* RECORD LIST *

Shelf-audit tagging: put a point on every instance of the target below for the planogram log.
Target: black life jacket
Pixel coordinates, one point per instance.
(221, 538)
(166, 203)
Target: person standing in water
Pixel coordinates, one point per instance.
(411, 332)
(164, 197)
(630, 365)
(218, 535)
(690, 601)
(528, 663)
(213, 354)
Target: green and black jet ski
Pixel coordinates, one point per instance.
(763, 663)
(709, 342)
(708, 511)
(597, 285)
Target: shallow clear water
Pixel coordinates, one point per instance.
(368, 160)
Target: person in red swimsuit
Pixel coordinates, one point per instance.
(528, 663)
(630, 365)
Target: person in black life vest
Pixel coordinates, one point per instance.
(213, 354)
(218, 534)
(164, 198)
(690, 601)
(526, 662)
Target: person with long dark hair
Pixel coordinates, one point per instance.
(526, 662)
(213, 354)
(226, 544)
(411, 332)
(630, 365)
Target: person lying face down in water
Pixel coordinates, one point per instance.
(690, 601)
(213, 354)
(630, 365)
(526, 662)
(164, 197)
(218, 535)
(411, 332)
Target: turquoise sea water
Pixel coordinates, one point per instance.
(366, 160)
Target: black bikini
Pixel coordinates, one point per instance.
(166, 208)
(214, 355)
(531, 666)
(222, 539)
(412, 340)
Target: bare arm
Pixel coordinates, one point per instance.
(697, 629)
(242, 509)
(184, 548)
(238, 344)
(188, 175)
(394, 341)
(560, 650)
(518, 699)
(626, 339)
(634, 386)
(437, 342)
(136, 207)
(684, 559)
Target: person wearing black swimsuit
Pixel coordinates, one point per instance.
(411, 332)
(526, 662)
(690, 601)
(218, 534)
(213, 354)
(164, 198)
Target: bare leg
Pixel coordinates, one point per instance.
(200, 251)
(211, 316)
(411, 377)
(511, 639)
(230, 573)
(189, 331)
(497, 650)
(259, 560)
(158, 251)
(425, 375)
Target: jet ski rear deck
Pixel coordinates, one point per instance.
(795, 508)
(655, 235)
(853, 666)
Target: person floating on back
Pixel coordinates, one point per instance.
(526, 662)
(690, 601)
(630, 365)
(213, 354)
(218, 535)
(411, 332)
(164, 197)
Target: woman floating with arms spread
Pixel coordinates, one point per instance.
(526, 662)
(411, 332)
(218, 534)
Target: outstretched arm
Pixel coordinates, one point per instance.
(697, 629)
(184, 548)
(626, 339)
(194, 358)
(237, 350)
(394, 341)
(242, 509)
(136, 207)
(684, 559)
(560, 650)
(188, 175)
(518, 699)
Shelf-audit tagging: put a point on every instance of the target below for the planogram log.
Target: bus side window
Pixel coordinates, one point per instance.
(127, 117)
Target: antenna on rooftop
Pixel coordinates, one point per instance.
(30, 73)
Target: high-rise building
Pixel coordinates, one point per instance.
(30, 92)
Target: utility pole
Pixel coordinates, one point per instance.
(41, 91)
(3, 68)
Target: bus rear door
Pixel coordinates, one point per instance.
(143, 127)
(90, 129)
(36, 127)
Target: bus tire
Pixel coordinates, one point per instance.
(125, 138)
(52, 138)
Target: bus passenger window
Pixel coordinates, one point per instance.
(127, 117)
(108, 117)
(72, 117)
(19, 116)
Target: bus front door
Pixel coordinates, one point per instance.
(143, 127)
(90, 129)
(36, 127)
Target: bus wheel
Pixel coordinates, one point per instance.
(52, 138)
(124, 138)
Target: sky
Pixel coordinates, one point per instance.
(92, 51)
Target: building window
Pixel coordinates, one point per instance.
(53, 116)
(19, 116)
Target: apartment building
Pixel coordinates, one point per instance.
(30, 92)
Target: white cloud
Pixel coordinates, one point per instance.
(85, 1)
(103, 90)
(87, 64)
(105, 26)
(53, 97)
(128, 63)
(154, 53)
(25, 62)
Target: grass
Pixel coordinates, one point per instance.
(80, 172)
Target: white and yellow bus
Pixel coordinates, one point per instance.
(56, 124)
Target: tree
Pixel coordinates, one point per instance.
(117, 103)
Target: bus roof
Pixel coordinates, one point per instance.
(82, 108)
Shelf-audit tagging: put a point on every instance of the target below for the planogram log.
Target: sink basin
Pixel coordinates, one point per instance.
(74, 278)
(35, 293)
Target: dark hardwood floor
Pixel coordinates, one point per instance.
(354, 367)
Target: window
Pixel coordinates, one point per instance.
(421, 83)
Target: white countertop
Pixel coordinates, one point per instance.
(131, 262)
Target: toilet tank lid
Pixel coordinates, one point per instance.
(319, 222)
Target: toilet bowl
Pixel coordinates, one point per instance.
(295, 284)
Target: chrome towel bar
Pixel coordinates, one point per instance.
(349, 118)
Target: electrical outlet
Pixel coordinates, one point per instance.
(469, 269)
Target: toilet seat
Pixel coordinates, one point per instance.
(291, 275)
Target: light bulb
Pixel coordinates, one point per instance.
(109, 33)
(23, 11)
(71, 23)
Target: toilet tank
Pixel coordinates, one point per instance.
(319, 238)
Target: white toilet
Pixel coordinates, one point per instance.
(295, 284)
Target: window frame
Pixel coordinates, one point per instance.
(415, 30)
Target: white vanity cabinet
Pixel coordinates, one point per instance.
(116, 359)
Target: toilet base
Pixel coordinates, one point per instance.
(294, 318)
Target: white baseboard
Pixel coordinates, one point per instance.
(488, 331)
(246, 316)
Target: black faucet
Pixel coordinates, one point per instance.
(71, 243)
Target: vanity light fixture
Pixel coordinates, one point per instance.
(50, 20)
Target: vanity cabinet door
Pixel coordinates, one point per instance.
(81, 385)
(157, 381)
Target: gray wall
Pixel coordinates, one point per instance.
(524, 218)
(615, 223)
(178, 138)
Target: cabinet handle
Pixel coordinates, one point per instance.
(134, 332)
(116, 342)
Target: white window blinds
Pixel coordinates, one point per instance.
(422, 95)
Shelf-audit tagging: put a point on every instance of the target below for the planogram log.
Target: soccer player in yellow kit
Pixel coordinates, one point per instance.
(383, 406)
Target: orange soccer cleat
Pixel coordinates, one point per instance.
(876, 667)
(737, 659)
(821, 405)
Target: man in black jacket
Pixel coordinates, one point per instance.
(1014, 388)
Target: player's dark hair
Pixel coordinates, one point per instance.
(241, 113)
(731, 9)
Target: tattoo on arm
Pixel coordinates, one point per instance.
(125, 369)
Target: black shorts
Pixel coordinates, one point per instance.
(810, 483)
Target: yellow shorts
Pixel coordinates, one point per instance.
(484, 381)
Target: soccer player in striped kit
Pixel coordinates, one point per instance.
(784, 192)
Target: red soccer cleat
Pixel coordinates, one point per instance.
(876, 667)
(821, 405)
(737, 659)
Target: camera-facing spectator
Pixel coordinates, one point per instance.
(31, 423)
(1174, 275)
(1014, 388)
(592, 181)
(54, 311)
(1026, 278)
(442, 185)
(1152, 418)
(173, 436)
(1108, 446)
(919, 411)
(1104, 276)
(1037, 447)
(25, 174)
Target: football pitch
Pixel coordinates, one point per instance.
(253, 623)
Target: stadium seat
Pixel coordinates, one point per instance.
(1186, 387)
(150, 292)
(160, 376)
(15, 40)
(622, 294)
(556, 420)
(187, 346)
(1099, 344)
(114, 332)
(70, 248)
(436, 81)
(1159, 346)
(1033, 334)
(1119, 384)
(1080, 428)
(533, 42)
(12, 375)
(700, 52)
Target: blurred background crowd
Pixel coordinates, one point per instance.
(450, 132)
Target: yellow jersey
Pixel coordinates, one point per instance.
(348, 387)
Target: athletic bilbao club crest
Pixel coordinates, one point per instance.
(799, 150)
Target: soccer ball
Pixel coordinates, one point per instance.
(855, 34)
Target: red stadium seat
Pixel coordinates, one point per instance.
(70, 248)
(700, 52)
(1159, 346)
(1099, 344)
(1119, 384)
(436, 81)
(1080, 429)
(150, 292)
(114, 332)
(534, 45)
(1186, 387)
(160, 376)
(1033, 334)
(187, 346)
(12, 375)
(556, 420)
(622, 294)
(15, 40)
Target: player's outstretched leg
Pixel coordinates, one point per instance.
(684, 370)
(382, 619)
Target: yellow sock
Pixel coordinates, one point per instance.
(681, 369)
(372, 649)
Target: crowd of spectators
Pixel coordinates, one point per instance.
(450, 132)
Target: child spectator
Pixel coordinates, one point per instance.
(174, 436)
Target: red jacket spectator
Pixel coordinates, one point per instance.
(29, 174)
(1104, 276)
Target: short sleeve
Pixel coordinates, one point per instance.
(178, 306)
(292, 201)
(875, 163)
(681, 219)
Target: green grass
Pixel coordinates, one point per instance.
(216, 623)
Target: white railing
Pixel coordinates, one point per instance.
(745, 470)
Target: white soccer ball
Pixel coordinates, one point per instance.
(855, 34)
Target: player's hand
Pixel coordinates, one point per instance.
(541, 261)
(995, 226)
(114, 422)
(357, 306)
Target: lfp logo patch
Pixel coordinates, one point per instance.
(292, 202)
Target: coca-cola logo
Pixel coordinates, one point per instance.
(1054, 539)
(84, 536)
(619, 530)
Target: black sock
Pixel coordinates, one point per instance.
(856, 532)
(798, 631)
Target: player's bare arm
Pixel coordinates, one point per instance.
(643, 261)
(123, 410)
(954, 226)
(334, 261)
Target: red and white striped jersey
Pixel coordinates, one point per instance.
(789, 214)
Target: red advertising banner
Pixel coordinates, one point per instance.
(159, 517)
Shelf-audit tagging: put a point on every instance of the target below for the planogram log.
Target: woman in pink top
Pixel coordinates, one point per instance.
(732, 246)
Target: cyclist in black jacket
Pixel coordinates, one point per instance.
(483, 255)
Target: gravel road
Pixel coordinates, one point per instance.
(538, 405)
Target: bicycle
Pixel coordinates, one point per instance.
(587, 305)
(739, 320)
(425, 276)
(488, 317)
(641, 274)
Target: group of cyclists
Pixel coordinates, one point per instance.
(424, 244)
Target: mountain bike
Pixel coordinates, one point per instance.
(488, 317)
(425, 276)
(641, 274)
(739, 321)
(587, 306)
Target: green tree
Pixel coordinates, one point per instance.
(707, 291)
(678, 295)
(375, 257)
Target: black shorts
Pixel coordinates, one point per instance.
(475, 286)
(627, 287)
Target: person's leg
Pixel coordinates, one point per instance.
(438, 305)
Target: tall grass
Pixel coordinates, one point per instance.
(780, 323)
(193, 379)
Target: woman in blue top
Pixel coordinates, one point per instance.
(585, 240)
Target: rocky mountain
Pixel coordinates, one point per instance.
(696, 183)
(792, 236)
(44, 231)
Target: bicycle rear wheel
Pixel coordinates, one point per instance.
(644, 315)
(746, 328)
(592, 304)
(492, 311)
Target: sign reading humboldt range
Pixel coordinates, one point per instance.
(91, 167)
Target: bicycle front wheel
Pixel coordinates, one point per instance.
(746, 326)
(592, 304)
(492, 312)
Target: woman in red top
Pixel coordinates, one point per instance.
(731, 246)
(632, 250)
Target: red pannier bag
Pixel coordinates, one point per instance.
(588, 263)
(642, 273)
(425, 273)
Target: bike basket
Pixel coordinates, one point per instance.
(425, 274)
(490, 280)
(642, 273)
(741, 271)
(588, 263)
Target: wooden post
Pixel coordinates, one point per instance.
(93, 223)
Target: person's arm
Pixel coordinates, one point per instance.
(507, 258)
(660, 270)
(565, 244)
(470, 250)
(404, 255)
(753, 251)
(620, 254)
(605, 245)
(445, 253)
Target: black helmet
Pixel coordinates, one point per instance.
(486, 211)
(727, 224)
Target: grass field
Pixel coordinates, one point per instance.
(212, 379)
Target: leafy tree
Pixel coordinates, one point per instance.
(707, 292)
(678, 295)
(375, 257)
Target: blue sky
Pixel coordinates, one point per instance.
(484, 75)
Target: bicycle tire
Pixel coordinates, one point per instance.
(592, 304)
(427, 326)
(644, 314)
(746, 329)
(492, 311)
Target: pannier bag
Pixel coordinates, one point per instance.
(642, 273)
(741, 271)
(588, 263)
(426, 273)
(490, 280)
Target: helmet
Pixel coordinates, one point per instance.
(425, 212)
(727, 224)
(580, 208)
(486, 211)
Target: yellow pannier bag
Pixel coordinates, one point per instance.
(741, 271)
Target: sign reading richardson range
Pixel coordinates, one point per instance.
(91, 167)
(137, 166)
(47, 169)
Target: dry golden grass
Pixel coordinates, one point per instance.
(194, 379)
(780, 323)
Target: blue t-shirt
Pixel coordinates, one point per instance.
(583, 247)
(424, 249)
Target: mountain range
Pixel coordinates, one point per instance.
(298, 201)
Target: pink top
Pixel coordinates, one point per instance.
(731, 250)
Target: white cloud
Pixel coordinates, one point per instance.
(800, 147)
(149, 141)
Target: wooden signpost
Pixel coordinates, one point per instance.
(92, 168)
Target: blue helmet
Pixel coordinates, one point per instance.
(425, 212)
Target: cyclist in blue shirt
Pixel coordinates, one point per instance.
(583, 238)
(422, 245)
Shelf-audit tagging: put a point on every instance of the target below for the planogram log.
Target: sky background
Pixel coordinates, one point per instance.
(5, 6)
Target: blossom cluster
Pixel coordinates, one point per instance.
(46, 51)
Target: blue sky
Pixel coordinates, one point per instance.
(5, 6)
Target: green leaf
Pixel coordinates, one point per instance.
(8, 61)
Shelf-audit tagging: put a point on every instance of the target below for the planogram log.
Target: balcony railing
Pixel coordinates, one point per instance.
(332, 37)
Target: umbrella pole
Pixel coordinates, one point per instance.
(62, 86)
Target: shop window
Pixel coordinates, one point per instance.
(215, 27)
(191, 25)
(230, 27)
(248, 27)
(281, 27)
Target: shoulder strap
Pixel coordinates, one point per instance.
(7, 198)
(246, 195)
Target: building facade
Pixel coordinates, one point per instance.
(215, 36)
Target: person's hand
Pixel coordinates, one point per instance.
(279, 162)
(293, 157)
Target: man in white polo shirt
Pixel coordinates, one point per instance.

* TO BE DONE *
Give back, unchanged, every line from the one with "Target: bicycle tire" to the end of the entries above.

* WRITTEN SOLUTION *
Target: bicycle tire
Pixel coordinates, one point per instance.
(592, 304)
(427, 326)
(644, 314)
(746, 329)
(492, 311)
Target: pannier bag
Pixel coordinates, one point per instance.
(642, 273)
(741, 271)
(588, 263)
(426, 273)
(490, 280)
Target: helmet
Pixel coordinates, one point per instance.
(425, 212)
(727, 224)
(580, 208)
(486, 211)
Target: yellow pannier bag
Pixel coordinates, one point per instance.
(741, 271)
Target: sign reading richardson range
Pixel coordinates, one point per instance.
(91, 167)
(137, 166)
(47, 169)
Target: dry golden grass
Pixel coordinates, one point per instance.
(194, 379)
(780, 323)
Target: blue t-shirt
Pixel coordinates, one point per instance.
(583, 247)
(424, 249)
Target: mountain range
Pixel coordinates, one point per instance.
(298, 201)
Target: pink top
Pixel coordinates, one point per instance.
(731, 250)
Target: white cloud
Pixel coordinates, one point per instance.
(800, 147)
(149, 141)
Target: wooden signpost
Pixel coordinates, one point per instance.
(92, 168)
Target: blue helmet
Pixel coordinates, one point per instance.
(425, 212)
Target: cyclist in blue shirt
Pixel coordinates, one point per instance.
(583, 238)
(422, 245)
Shelf-audit tagging: put a point on every instance of the target below for the planogram log.
Target: sky background
Pixel coordinates, one point per instance.
(5, 6)
Target: blossom cluster
Pixel coordinates, one point per instance.
(46, 51)
Target: blue sky
Pixel coordinates, one point per instance.
(5, 6)
Target: green leaf
Pixel coordinates, one point per instance.
(8, 61)
Shelf-audit tagging: put a point on every instance of the target below for the planogram log.
Target: balcony railing
Pixel coordinates, one point per instance.
(332, 37)
Target: umbrella pole
Pixel coordinates, one point per instance.
(62, 86)
Target: shop window
Pixel coordinates, one point per instance.
(215, 27)
(191, 25)
(230, 27)
(248, 27)
(281, 27)
Target: shoulder strap
Pixel coordinates, one point per instance.
(7, 198)
(246, 195)
Target: building facade
Pixel coordinates, one point per instance.
(215, 36)
Target: person's hand
Pixel coordinates, one point per instance.
(279, 162)
(293, 157)
Target: man in white polo shirt
Pixel coordinates, one point per instance.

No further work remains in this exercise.